> **Work order**
Find the lines of the material below that include the string "black", then copy each one.

------

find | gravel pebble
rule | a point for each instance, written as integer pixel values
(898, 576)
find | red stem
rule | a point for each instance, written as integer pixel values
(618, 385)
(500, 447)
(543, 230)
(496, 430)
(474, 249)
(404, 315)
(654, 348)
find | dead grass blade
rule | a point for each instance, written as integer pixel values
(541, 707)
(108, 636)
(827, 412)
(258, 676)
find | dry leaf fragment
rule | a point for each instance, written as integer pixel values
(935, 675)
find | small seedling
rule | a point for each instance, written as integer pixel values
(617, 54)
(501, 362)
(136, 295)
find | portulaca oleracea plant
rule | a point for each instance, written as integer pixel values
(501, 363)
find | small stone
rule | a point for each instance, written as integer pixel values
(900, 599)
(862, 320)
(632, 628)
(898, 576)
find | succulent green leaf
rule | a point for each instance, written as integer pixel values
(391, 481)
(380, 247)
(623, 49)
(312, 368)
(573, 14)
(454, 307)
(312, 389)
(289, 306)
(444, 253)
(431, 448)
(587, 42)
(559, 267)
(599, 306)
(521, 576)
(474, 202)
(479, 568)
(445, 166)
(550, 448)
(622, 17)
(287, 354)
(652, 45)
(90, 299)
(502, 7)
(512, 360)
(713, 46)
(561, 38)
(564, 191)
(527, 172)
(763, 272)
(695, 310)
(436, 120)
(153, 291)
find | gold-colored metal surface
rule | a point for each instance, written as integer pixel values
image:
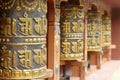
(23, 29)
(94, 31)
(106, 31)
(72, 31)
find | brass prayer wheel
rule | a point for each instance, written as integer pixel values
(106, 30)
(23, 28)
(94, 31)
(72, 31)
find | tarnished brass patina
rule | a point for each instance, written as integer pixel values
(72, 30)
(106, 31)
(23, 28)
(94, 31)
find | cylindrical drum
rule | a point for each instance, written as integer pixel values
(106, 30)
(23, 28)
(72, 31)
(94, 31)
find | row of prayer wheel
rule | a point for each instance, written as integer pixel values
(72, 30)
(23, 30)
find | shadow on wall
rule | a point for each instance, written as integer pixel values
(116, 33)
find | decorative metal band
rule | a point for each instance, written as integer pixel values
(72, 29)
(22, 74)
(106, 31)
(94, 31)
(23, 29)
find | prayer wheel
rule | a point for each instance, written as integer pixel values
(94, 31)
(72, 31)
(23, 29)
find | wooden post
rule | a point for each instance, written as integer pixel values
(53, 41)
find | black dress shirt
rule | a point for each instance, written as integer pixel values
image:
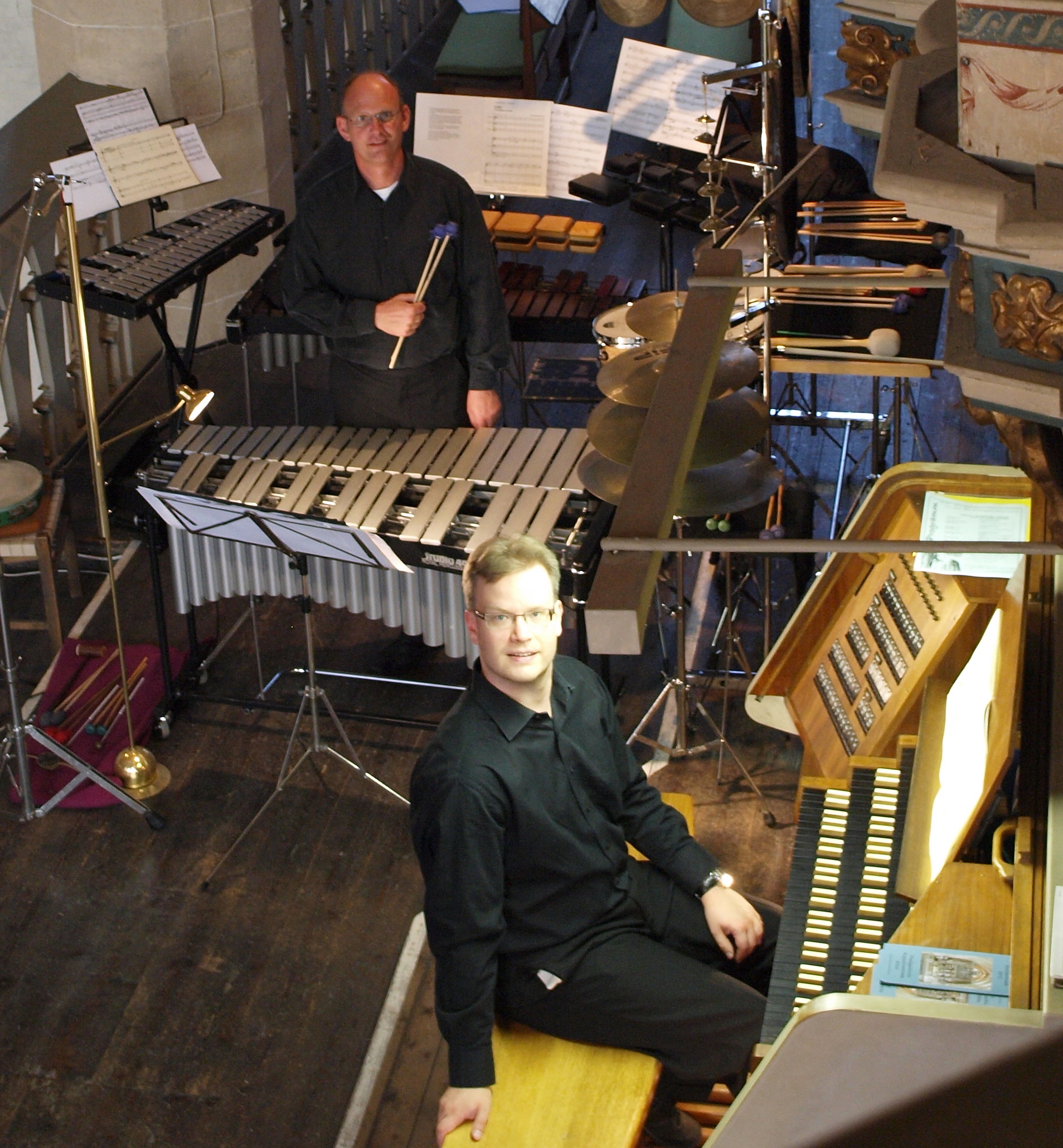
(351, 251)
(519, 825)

------

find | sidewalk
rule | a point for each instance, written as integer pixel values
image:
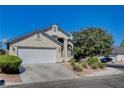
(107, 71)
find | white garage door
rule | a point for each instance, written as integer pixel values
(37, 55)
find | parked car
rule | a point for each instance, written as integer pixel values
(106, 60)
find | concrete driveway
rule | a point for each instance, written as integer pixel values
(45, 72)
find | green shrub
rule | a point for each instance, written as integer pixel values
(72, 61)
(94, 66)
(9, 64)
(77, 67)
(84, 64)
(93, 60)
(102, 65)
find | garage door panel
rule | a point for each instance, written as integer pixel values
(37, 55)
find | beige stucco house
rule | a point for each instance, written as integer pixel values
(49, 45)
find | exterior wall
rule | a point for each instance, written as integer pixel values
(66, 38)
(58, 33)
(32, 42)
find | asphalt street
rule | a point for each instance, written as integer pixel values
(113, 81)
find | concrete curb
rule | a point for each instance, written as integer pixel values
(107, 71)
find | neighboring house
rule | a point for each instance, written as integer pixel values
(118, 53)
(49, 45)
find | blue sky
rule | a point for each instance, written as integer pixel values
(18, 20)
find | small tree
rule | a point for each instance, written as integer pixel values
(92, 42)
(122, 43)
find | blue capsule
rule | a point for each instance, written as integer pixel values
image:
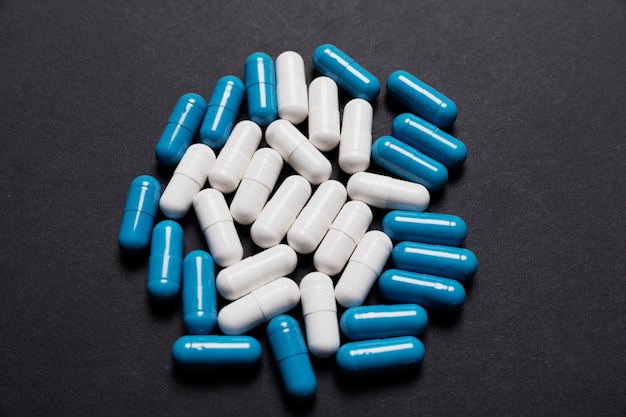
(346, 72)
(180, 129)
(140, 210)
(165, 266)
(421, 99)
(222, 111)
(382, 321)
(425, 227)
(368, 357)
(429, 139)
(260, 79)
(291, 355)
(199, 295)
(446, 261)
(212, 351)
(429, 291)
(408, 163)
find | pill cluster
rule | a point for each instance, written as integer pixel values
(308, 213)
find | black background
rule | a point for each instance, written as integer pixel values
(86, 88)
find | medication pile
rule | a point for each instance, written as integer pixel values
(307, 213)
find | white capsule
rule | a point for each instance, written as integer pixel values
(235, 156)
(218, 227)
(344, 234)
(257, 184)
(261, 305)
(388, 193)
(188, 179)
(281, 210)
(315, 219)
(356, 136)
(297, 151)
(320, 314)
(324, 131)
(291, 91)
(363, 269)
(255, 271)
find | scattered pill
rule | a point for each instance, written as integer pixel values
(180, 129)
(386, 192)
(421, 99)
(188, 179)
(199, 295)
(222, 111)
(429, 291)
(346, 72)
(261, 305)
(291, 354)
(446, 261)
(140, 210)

------

> **Expected output**
find | black dress shirt
find | black background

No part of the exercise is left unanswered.